それというのも、ドイツ人は「支那人の嗜好と需要とを研究し」、彼らの感覚にピッタリの製品を売り込んでいる。これに対し「本邦人は需要を研究すること少なく、よい加減の品物を製造して送りつけ」、売れなかったらその罪を「買手に帰するといふ傾がある」。
そこで佐藤は、「蓋し(けだし=思うに)一省内に於てすら風俗習慣を異にする支那であるから、得意巡りをして需要嗜好等を研究し、大いに我対清貿易を盛にするを必要と思ふ」と、市場と民情調査の徹底を提言する。中国市場における日独企業の対応の違いは、はたして現在にも通じるのだろうか。
加えて佐藤は、日本が「油断すれば支那に大工業が起つて本邦輸出を絶つのみか逆に輸入する事にもなるであらう。大いに覚悟せねばならぬ」と“警句”を発した。
対清貿易・通商関係についての佐藤の考えは、それから1世紀ほどが過ぎた現在でも十分に通用するように思う。もっとも一衣帯水、同文同種だけは余計だが。
佐藤は街を歩いた。先ずは夜の上海である。
「彼支那人は昼間はさんざん外国人のために抑圧せられて居るが、夜陰に乗して多人数徒党を組んで外人の所持品を掠奪する等の事がある」。「外人の所持品を掠奪」した後、彼らは「租界外に逃げる。租界外は租界の警察權は及ばぬ。支那の警察へ頼んでも何にもならない。唯泣き寝入りとなるのみ」。
そういえば政治=権力に対する彼らの対処法は「上に政策あれば、下に対策あり」だといわれるが、「昼間はさんざん外国人のために抑圧せられて居る」ゆえに、夜陰に乗じて「外人の所持品を掠奪」して外国の領事警察の警察権の及ばない租界外に逃げてしまうというのも、彼らなりの知恵を働かせた対策というものだろう。
上海から長江を遡った南京では、街中の処刑場に足が向いた。
「支那ではろくに裁判といふ事はしない。故に外人と面倒なる事を引起したる者や、多くの物を盗みし者〔中略〕を生存させて置くのは面倒だから、チヨキリとやつて仕舞ふ。誠に手軽な処置である。群衆は平気で之を見、饅頭を持ち行きてその血に湿し、薬とするといふ事である」。まさに魯迅が『薬』で描き出した世界が、そのまま見られたわけだ。
次いで喧嘩だ。日本人の「男は街路に出て、支那人と痛く罵り合つて居つた。やがて横面をピシャンとや」って「躍りかかれば支那人の仲裁者が出来て之を遮る」。数百人が周りを取り巻く。日本人は「仲裁者に組み附きながら『なんだチャンコロの二百匹や三百匹やつて来たつて日本男児だぞ。腕には鋼がはいつて居るぞ』なんてやつて居る。支那人も罵つているが何だかわからない」。「本邦ならば袋叩きにされて仕舞ふべきを、本邦人は支那では斯る気熖でやつて居る」。
後に現地の事情に明るい日本人から「決して支那人は日本人に手向ひはせぬ。又利益のない事には手出しする様な弥次馬はない。彼仲裁者も後には銭を貰ひに来る。日本人も斯る際には幾らか与へるから、喧嘩をしても結局はもうけられて仕舞ふ」と説明された。「腕には鋼がはいつて居るぞ」などと腕まくりしてイキがってみたところで、「喧嘩をしても結局はもうけられて仕舞ふ」わけだから、骨折り損の草臥れ儲けが関の山というころか。

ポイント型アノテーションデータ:
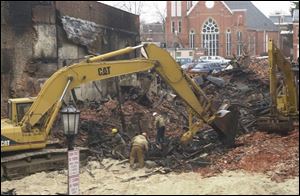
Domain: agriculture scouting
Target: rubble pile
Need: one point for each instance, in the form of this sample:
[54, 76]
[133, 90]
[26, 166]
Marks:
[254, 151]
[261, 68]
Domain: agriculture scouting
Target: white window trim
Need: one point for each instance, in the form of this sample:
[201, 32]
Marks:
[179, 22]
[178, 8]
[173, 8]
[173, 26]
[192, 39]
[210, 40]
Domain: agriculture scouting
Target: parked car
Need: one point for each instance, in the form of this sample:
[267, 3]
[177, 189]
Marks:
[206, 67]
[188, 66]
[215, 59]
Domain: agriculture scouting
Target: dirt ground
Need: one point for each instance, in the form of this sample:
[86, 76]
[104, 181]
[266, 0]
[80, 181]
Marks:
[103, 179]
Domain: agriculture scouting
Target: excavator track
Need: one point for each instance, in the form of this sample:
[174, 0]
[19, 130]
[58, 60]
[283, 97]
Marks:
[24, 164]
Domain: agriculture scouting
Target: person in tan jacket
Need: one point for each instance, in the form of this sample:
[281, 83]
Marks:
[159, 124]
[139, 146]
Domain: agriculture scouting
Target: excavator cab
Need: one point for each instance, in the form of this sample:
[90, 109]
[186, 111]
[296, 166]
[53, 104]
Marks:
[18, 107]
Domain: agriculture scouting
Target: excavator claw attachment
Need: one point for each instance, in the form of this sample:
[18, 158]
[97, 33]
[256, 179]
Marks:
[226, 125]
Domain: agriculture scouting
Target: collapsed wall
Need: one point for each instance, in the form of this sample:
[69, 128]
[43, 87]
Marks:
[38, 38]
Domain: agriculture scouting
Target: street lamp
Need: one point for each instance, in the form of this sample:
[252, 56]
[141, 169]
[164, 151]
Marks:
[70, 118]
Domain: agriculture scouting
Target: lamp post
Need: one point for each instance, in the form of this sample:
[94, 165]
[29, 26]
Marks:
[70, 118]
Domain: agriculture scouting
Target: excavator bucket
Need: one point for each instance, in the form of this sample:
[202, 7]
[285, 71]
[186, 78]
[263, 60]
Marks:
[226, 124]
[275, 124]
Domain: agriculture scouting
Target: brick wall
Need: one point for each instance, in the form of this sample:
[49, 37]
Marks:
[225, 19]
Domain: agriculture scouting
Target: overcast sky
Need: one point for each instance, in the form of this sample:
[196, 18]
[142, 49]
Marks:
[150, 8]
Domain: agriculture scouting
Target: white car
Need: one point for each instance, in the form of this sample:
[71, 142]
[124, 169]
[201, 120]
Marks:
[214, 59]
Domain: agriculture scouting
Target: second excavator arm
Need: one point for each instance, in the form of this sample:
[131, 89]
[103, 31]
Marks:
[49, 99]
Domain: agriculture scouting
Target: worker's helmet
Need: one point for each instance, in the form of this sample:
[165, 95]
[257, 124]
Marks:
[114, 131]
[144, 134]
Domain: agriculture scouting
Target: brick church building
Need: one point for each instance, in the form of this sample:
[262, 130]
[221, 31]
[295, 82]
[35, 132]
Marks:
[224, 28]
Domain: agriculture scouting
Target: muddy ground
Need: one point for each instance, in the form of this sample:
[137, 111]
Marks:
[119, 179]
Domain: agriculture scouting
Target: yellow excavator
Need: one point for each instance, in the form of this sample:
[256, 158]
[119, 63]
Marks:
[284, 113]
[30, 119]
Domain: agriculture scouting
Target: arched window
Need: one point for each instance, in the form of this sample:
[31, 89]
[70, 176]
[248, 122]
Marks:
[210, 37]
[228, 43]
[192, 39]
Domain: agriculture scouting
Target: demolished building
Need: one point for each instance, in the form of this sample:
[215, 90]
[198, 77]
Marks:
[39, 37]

作業指示:
1: 清国見聞の文章のうち、「対清貿易・通商関係についての」から始まり「では斯る気熖でやつて居る」。」で終わる部分を、「饅頭」を「包子」に差し替えて書き直してください。
2: 清国見聞の文章を、最後の文の後から書き進めてください。
これらのエントリーは、本文とは別の出典から集められたものです。

解答例:
1:
対清貿易・通商関係についての佐藤の考えは、それから1世紀ほどが過ぎた現在でも十分に通用するように思う。もっとも一衣帯水、同文同種だけは余計だが。
佐藤は街を歩いた。先ずは夜の上海である。
「彼支那人は昼間はさんざん外国人のために抑圧せられて居るが、夜陰に乗して多人数徒党を組んで外人の所持品を掠奪する等の事がある」。「外人の所持品を掠奪」した後、彼らは「租界外に逃げる。租界外は租界の警察權は及ばぬ。支那の警察へ頼んでも何にもならない。唯泣き寝入りとなるのみ」。
そういえば政治=権力に対する彼らの対処法は「上に政策あれば、下に対策あり」だといわれるが、「昼間はさんざん外国人のために抑圧せられて居る」ゆえに、夜陰に乗じて「外人の所持品を掠奪」して外国の領事警察の警察権の及ばない租界外に逃げてしまうというのも、彼らなりの知恵を働かせた対策というものだろう。
上海から長江を遡った南京では、街中の処刑場に足が向いた。
「支那ではろくに裁判といふ事はしない。故に外人と面倒なる事を引起したる者や、多くの物を盗みし者〔中略〕を生存させて置くのは面倒だから、チヨキリとやつて仕舞ふ。誠に手軽な処置である。群衆は平気で之を見、包子を持ち行きてその血に湿し、薬とするといふ事である」。まさに魯迅が『薬』で描き出した世界が、そのまま見られたわけだ。
次いで喧嘩だ。日本人の「男は街路に出て、支那人と痛く罵り合つて居つた。やがて横面をピシャンとや」って「躍りかかれば支那人の仲裁者が出来て之を遮る」。数百人が周りを取り巻く。日本人は「仲裁者に組み附きながら『なんだチャンコロの二百匹や三百匹やつて来たつて日本男児だぞ。腕には鋼がはいつて居るぞ』なんてやつて居る。支那人も罵つているが何だかわからない」。「本邦ならば袋叩きにされて仕舞ふべきを、本邦人は支那では斯る気熖でやつて居る」。

2:
かくて佐藤は「国民性の差は恐ろしいものである」と得心するしかなかった。
「二三の支那新聞を買つて見」て、日本で洪水が発生したことを知った時のことである。
「東洋の大洪水」と題された記事は、「本年はハレー彗星が出たから、世界何れの国か其禍に罹るに相違ないと思つて居つた処が、日本が其禍を受けた」と書き出され、日本各地の被害状況を詳細に報じた後、「世界国多し。而して日本独り災害を受けしは何故ぞや。蓋し日本は奸邪の国である。嚮には日俄協約を以て満洲の利権を収め、今又韓国が合併すとの風説がある。天の日本に災する亦宜ならずや」と記されていた。
この記事によれば、日本が洪水に襲われた原因は「満洲の利権を収め」、日韓併合を強行するような「奸邪の国である」からであり、「天の日本に災」するのは当然。つまり洪水は天罰であり自業自得ということになるらしい。また日韓併合に関し、「韓国はもと支那の属報たりと説き起して悲憤慷慨の筆を振つて居」た記事もあった。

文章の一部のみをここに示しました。